> **Material for the task**
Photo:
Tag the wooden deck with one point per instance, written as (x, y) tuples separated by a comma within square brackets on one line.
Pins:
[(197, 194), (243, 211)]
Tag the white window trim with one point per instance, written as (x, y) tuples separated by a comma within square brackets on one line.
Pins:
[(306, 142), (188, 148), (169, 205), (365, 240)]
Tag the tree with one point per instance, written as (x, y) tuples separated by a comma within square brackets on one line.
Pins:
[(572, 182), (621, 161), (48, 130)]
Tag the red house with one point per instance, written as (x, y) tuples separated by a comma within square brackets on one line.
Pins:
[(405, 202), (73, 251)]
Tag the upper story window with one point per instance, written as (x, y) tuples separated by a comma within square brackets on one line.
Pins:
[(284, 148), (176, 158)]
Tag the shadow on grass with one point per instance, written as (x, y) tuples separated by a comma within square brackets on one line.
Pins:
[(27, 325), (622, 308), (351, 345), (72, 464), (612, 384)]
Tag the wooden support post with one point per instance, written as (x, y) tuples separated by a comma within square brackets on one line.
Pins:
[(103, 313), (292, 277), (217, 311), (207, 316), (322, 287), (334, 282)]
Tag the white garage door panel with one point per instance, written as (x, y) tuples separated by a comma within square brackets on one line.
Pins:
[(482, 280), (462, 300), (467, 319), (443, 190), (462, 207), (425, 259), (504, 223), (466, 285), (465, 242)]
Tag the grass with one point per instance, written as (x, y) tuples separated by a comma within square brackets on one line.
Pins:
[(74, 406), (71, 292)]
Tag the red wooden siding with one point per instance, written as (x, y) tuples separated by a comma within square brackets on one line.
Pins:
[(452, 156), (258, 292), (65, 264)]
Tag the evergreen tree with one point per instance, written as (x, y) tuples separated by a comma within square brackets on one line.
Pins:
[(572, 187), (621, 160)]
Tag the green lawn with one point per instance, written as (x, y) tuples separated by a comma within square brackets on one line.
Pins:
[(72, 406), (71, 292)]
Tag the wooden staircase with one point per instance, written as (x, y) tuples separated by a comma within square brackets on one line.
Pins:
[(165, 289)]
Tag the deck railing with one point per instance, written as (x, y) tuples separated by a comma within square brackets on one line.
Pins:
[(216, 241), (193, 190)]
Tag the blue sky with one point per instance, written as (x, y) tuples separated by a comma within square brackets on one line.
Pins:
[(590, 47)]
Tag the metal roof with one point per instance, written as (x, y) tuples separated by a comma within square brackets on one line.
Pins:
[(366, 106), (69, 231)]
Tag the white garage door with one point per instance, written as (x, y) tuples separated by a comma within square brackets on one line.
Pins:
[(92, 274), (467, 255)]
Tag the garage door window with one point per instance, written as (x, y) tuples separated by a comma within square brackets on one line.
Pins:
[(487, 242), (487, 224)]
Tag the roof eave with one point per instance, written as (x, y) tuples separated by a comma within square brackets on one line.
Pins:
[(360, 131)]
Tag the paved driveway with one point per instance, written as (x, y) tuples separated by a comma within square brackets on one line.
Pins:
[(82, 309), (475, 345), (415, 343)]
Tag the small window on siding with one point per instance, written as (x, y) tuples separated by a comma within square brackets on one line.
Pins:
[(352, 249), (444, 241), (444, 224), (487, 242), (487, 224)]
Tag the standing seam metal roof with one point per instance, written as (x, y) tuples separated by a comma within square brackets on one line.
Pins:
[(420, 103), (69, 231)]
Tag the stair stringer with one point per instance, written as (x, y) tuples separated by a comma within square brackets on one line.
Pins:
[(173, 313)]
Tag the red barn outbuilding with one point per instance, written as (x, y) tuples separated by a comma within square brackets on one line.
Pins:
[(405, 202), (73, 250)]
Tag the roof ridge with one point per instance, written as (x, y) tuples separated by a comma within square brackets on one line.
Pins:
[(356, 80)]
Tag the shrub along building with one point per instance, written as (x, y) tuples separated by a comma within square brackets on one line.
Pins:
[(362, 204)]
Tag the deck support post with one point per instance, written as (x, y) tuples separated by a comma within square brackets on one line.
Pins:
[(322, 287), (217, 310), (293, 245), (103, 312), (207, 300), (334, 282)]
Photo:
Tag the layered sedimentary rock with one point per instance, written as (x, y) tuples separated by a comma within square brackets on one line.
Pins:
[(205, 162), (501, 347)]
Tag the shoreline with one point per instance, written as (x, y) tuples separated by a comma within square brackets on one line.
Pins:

> **Task instructions**
Copy all of the records above line for line, with no changes.

> **Solution**
Photo:
Tag the wooden deck with one point per instance, written as (x, y) tuples separated by a comma within square brackets on one line.
Pins:
[(197, 194), (243, 211)]
Tag the white window trim with one point per instance, written as (x, y) tuples separated by a comma within square brackets on one line.
Pins:
[(306, 142), (188, 148), (169, 205), (365, 240)]
Tag the tree with one point per instance, written as (x, y) tuples separated by a comma within square brackets on one line.
Pins:
[(572, 182), (621, 161), (48, 130)]
Tag the red house with one point per instance, written as (x, y) tuples separated by a comma within square brackets on one line.
Pins:
[(405, 202), (73, 251)]
Tag the upper story window with one point per instance, written as (x, y) tuples separated by a comma within square brackets on one line.
Pins:
[(284, 148), (176, 158)]
Tag the shadow on grass with one point per instance, written as (x, y) tuples separated by a comma within square brackets on one line.
Pins:
[(27, 325), (622, 308), (351, 345), (72, 464), (612, 384)]
Tag the wooden support post with one point per instance, written as (x, y) tuples separated by a comma within square brackets on one line.
Pins:
[(103, 313), (292, 277), (217, 311), (207, 316), (322, 287), (334, 282)]
Tag the white garage door panel with one point per instance, written as (x, y) tuples separated by a comma within square brackets on one line.
Pins:
[(482, 280), (462, 300), (467, 319), (443, 190), (462, 207), (425, 259), (504, 223), (466, 285), (465, 242)]
Tag the grass with one point per instance, written as (x, y) tuples separated by a comma within square brackets on one line.
Pins:
[(74, 406), (71, 292)]
Tag the red wooden siding with one point per instance, written as (x, y) tuples separated by a comma within square brackets on one line.
Pins:
[(452, 156), (258, 292), (65, 264)]
Tag the evergreen tree with one point per instance, written as (x, y) tuples separated by a comma within square brackets on one line.
Pins:
[(572, 187), (621, 160)]
Tag the green lawn with one point per instance, written as (x, y) tuples separated by a comma within square brackets on one line.
Pins:
[(72, 406), (71, 292)]
Tag the wooden staircase with one point per instance, written as (x, y) tuples separated by a comma within square brackets on one line.
Pins:
[(165, 289)]
Tag the deck railing with one point per instance, written as (x, y) tuples separated by a comma within square brackets on one line.
Pins:
[(216, 241), (193, 190)]
Tag the blue sky with one point per instance, written as (x, y) tuples separated by a comma within square brackets on one line.
Pins:
[(590, 47)]
Tag the metal roof with one point per instance, written as (x, y) tuples separated by a comma within square brackets on one line.
Pins:
[(366, 106), (69, 231)]
Tag the white garage door with one point per instance, written as (x, y) tuples separated by a comma within square brackets on one line.
Pins:
[(92, 274), (467, 255)]
Tag the garage door window with one point per instance, written as (x, y) tuples separated by a comma within square brackets on one line.
Pins:
[(487, 242), (487, 224)]
Tag the roof eave with one point per instance, written as (x, y) tuples separated by a comma within square brackets on one line.
Pins:
[(360, 131)]
Tag the paved driveway with one point per instance, written as (x, y) tuples separated by a comma within square brackets on one line.
Pins:
[(82, 309), (475, 345), (415, 343)]
Tag the small window on siding with one point per instance, written as (x, y) tuples separated by a comma within square brackets on one line.
Pins:
[(352, 249), (444, 241), (444, 224), (487, 242), (487, 224)]
Tag the standing seam metal roof with one point per instance, written as (x, y) tuples separated by a comma within square brackets on one line.
Pins:
[(420, 103), (69, 231)]
Tag the stair stringer with one point per instance, written as (x, y) tuples separated by a comma within square brackets on one line.
Pins:
[(173, 313)]
Tag the red barn outbuilding with one point per instance, written as (x, y) tuples separated by a comma within square brackets on one line.
Pins:
[(405, 202), (73, 250)]
Tag the roof ridge with one point per instance, written as (x, y) tuples separated by a comma within square brackets on one line.
Pins:
[(356, 80)]
Tag the shrub along building with one point per instance, written as (x, y) tuples separated by a comma within square brackets on one line.
Pins:
[(362, 204)]
Tag the deck support post with one point per instance, written as (x, y) tuples separated by a comma within square brackets on one line.
Pins:
[(322, 287), (217, 310), (293, 245), (103, 312), (207, 300), (334, 282)]
Photo:
Tag the layered sedimentary rock with one point per instance, written as (x, y) tuples separated by a comma within square brackets on one line.
Pins:
[(205, 162), (501, 347)]
Tag the shoreline with one point per instance, written as (x, y) tuples separated by a comma within square brackets on one line.
Pins:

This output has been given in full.